### TEXT SHOWN
BEGIN
Novus’ manager database is updated with filings from regulatory agencies around the world. The quarterly Form 13F endures as our most important source of long-position information for US managers with an AUM larger than USD 100 million.  

Big Movers in Hedge Fund Ownership Rankings

To make a list of top hedge fund stocks, we aggregated reported value held across all funds. The top four were exactly the same as the previous quarter (Apple, Microsoft, Amazon, and Facebook, respectively), and there was really only minor shuffling amongst the top 20. From that list, there were three exceptions who made dramatic moves in Q4:


Alibaba dropped from sixth to tenth place in terms of aggregate hedge fund ownership. The stock hit a highpoint in late October after a positive earnings announcement, but ultimately ended the quarter down 20%. Culprits may include Ant’s delayed IPO, Alibaba’s monopoly investigation, and the passing of a new Senate bill that could potentially delist Chinese firms from US stock exchanges.
END
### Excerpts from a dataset
BEGIN
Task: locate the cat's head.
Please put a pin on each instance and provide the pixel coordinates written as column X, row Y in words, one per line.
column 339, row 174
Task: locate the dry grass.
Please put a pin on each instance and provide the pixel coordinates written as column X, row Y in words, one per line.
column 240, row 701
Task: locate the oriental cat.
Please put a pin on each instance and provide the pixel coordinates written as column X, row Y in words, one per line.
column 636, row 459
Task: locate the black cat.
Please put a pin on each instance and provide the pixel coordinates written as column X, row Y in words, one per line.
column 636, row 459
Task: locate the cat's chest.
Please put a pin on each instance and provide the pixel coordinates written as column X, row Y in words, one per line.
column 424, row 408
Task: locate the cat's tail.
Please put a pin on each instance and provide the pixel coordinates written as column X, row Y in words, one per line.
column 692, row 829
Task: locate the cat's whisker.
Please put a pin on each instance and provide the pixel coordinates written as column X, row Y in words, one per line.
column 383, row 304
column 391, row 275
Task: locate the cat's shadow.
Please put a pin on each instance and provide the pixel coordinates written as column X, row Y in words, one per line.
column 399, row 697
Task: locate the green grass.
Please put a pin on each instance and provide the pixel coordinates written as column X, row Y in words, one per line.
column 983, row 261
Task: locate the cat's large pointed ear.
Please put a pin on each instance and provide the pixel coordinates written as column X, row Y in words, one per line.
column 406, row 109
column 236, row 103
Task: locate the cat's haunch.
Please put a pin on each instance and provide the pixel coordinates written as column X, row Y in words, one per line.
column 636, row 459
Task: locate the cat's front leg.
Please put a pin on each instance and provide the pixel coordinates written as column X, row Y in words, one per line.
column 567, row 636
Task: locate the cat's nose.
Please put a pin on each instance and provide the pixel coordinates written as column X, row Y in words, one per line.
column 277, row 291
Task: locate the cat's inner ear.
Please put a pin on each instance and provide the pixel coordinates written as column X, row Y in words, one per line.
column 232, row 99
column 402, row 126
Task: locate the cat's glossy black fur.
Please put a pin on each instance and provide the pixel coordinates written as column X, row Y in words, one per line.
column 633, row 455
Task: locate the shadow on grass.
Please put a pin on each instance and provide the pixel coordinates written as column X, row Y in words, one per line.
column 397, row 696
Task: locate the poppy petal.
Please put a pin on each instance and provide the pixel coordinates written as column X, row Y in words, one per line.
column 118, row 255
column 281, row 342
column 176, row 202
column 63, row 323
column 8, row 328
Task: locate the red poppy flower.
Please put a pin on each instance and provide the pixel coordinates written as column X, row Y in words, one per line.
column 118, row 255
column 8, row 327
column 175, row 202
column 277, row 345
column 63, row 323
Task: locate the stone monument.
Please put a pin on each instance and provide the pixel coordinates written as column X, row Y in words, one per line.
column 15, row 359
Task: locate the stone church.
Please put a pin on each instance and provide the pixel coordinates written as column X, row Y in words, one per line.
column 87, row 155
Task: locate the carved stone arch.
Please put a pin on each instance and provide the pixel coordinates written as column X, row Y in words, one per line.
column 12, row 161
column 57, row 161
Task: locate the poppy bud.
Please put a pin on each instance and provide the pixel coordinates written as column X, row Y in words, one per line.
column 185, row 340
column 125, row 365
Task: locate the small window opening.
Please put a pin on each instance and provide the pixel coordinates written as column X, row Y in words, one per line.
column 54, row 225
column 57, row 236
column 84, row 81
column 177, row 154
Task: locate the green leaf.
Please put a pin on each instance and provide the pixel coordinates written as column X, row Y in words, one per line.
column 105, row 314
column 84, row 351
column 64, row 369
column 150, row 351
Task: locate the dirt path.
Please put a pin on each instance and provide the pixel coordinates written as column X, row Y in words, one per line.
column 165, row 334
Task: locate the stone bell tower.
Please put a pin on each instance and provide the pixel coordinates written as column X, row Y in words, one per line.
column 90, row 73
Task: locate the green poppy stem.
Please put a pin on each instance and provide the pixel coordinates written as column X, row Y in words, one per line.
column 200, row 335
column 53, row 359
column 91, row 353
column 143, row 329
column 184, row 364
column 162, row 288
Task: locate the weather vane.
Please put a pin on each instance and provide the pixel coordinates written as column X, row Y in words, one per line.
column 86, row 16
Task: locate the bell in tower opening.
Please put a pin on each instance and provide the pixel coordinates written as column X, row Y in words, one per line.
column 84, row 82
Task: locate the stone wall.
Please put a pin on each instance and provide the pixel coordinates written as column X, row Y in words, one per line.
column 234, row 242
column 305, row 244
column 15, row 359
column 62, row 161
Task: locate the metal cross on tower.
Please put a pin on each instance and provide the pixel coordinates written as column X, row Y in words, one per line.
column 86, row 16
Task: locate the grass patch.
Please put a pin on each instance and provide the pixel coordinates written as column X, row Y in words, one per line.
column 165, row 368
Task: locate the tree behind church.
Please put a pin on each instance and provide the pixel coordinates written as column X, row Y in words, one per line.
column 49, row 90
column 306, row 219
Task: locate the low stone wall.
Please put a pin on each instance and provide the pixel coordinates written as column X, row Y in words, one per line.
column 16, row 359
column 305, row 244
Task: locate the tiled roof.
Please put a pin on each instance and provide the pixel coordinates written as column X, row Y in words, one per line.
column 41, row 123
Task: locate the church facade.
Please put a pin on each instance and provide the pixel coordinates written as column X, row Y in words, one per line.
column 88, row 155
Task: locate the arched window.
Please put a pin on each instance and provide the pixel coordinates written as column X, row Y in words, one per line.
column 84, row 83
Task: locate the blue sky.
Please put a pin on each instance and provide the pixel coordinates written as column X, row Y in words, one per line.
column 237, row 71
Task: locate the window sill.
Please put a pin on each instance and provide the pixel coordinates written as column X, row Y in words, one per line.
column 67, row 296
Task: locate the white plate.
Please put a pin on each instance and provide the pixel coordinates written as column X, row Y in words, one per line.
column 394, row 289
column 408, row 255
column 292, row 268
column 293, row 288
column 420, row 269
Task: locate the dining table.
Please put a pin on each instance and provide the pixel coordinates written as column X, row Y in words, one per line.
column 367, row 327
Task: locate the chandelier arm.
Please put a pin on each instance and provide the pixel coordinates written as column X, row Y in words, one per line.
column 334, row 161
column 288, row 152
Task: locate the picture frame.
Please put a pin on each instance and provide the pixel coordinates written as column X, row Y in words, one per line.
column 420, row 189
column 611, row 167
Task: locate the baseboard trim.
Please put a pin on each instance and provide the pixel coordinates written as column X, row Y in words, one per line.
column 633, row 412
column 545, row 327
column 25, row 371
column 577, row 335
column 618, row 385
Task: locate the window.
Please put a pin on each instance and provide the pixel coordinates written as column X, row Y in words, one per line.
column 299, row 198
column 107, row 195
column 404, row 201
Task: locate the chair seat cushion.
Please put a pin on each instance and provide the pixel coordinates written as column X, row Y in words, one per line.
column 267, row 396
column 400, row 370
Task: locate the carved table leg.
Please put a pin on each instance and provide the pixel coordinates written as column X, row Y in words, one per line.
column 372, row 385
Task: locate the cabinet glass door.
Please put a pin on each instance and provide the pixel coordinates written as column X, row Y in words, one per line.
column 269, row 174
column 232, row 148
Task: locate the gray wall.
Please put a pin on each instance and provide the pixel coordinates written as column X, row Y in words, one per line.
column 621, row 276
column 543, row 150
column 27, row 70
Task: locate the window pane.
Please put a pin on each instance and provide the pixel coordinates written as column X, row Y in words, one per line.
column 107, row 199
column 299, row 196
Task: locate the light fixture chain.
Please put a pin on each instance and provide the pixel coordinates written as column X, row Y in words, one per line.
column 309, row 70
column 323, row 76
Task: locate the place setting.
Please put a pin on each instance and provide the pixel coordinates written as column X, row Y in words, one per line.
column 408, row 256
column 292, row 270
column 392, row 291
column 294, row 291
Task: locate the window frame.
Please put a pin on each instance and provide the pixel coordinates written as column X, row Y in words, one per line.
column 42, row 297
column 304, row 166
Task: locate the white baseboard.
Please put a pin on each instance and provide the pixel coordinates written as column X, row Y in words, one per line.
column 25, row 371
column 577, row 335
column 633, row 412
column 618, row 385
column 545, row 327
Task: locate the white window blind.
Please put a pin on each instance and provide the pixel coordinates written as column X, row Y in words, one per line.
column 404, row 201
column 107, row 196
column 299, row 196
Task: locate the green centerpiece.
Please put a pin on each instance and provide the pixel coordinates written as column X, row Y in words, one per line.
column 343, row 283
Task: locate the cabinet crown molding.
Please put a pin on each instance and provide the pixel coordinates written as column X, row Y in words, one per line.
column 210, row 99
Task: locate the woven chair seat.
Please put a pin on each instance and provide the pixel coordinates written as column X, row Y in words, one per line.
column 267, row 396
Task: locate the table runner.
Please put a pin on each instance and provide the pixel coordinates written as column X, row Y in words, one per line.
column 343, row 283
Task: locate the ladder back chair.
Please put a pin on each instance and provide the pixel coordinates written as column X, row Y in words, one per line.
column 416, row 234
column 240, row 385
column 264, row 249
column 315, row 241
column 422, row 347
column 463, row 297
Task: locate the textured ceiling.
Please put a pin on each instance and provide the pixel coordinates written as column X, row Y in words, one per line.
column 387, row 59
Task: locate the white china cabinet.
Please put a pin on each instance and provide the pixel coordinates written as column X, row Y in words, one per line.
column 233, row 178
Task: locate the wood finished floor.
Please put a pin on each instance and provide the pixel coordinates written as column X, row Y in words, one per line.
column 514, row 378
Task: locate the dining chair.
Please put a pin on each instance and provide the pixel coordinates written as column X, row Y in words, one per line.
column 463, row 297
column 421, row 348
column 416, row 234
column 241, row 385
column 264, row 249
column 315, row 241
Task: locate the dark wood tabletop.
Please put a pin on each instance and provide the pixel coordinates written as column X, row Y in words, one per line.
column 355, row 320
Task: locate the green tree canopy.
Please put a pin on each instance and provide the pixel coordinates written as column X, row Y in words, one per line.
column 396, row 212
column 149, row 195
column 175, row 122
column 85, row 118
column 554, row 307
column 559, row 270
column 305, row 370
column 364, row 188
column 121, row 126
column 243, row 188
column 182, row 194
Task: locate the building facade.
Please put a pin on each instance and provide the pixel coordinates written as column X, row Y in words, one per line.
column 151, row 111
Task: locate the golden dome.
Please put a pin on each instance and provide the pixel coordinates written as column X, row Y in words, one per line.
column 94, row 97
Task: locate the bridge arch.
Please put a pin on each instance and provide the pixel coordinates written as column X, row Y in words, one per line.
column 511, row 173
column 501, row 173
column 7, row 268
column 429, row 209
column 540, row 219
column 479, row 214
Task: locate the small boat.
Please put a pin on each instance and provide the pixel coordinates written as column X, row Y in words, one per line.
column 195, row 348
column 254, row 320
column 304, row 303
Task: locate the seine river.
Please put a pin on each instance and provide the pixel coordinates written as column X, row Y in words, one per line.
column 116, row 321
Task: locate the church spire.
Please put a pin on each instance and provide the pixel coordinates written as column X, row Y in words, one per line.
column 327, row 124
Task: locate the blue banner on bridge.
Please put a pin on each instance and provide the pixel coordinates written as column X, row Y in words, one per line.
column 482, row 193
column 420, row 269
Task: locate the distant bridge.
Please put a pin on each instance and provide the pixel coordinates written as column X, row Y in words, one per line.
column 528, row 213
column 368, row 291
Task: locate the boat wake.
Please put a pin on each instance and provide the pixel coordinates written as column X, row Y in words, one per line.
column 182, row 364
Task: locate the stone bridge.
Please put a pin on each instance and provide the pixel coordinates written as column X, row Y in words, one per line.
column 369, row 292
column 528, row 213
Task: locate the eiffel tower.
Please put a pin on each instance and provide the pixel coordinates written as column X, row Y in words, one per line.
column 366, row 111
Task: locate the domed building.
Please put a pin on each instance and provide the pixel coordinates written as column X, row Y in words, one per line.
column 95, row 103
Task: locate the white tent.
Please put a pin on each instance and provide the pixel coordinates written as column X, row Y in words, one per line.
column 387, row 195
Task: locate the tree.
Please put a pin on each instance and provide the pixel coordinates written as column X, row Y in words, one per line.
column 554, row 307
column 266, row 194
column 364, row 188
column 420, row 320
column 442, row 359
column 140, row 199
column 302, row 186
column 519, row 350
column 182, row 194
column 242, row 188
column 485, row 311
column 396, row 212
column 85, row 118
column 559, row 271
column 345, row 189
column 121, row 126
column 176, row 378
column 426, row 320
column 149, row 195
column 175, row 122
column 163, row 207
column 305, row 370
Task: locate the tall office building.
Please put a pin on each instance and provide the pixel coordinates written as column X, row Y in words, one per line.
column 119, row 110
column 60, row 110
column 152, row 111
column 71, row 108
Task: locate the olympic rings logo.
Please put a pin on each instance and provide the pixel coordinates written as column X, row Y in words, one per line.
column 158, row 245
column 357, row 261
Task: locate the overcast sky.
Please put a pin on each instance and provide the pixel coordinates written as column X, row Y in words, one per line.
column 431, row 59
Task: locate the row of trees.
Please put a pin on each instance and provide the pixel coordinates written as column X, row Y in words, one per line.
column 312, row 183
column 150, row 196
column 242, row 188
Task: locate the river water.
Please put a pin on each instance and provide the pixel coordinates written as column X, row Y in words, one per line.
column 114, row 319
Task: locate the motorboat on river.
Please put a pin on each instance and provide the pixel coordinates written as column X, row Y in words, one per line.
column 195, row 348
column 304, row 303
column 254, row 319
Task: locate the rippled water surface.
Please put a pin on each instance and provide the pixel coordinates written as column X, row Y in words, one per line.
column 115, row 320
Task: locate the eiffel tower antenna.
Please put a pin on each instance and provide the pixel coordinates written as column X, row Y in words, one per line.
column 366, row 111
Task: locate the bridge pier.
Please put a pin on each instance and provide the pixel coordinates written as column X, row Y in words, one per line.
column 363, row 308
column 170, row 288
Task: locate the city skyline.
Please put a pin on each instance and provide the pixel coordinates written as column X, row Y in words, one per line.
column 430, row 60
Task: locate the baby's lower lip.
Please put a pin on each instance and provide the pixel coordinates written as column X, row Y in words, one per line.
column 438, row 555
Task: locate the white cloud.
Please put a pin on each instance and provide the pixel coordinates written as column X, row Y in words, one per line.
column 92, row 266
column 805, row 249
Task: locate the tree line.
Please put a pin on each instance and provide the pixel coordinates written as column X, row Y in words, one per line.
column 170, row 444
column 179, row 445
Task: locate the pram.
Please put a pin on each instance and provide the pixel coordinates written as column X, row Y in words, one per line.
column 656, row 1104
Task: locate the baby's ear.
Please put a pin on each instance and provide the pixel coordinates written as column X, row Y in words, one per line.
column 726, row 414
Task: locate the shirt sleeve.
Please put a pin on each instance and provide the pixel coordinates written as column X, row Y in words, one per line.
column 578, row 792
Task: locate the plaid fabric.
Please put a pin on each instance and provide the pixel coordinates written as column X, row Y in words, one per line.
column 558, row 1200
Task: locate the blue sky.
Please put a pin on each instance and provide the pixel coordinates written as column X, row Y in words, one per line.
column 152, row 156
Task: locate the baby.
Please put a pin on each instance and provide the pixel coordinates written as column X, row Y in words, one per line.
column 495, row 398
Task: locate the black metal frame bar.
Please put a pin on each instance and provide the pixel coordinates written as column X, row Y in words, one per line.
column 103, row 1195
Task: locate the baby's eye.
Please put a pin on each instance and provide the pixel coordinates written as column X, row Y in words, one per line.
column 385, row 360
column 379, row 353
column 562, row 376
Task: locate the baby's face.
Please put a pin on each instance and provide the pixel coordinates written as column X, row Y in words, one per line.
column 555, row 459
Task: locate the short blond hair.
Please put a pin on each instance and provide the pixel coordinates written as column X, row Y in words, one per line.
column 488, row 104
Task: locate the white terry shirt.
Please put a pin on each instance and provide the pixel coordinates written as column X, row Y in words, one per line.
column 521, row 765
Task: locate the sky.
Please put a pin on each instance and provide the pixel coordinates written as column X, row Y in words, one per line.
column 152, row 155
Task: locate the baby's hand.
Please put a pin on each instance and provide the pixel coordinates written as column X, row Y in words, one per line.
END
### WHAT YOU WILL DO
1 - In the text on hedge fund ownership rankings, list the companies that held the top four places both this quarter and the previous one, in order.
2 - Proceed with the text on hedge fund ownership rankings, starting after its last sentence.

### EXPECTED OUTPUTS
1 - Apple, Microsoft, Amazon, Facebook

2 -
The Walt Disney Co jumped up 15 spots on the hedge fund ownership list, from spot #30 to #15. This came after the company reported a smaller loss than expected and a rapidly increasing subscriber count for Disney+ streaming service, as well as subsidiary services ESPN+ and Hulu. It is worth considering that these positive results came at a time when many of Disney’s theme parks are operating at either limited capacity or are completely closed due to the pandemic. This could bode well for them when in-person leisure approaches normalcy.


Verizon Communications Inc. skyrocketed from spot #55 in Q3 to spot #20 in Q4. Investors (including Warren Buffett, apparently) are evidently optimistic for Verizon in 2021. VZ closed 2020 boasting increased cash flow, wireless service revenue growth, and the nationwide launch of 5G cellular network.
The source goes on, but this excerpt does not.